Source material

=======

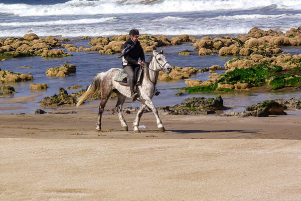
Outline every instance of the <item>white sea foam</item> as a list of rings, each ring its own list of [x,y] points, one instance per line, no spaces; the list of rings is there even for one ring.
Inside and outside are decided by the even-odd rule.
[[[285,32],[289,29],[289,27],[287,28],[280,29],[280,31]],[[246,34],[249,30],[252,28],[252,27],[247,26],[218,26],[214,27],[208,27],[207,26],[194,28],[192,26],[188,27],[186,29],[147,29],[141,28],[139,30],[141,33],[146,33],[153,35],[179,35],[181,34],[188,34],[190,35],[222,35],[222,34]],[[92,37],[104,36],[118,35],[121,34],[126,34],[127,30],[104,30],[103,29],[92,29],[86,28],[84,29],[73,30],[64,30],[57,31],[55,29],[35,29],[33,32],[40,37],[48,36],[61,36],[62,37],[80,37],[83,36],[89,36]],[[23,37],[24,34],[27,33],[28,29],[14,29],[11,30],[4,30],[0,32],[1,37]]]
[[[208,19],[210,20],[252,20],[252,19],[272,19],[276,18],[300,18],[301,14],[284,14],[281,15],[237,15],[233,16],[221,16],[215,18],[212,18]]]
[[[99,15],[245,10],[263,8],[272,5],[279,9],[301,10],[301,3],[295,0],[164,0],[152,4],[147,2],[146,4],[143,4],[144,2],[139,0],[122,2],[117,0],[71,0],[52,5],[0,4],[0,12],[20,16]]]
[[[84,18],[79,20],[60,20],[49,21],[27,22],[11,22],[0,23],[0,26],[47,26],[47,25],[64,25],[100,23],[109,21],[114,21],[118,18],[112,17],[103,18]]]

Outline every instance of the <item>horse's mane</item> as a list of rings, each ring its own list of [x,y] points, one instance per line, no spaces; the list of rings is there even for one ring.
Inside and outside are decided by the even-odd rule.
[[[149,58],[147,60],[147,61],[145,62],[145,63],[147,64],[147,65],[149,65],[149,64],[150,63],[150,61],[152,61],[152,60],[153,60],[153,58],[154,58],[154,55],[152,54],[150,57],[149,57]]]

=======

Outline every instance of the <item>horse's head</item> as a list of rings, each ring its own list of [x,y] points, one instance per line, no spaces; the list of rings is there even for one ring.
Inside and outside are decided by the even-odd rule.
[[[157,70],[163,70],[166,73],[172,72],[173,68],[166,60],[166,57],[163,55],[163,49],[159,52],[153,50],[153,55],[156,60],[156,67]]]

=======

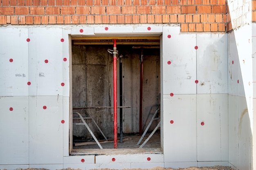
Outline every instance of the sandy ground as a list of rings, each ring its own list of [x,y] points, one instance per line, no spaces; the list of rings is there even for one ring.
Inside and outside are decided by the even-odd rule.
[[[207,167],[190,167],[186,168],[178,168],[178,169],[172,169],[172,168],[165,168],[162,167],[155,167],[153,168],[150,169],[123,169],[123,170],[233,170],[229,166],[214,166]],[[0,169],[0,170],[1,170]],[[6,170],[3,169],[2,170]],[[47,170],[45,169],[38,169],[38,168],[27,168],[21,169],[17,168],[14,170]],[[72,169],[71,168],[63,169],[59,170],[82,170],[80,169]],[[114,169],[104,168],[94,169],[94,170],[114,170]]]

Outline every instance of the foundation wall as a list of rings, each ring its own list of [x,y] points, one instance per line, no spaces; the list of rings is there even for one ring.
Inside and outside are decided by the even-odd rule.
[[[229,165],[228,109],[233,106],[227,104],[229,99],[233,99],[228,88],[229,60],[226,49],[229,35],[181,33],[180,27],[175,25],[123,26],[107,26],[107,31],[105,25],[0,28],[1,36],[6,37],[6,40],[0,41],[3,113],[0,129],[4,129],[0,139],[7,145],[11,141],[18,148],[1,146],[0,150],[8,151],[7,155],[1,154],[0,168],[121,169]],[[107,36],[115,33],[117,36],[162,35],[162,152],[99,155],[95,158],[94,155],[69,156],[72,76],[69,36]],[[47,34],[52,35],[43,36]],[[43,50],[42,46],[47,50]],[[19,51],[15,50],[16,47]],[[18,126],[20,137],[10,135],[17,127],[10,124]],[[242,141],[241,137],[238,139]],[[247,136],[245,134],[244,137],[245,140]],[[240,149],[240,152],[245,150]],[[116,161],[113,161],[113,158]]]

=======

Your task
Keep only the rows above that contain the word "each", and copy them out unchanged, in their original order.

The completed task
Outline every instance of the <item>white sea foam</item> as a list of rings, each ring its own list of [x,y] points, one instance per line, no spaces; the list of rings is there even for one ring.
Outline every instance of the <item>horse's mane</item> as a list of rings, each ring its own list of [x,y] points, one instance per line, no spaces; the list of rings is there even for one ring.
Outline every instance of the <item>horse's head</item> as a list of rings, each ring its own list of [x,y] points, one instance per line, no spaces; the list of rings is there even for one ring.
Outline every instance of the sandy ground as a list of rings, each ring its own list of [x,y] points, one instance per line, no spaces; the list of rings is there even for one ring.
Outline every instance of the foundation wall as a list of rings, each ring its own list of [x,y] points, one instance per line, no spaces; the list of rings is there even for one ring.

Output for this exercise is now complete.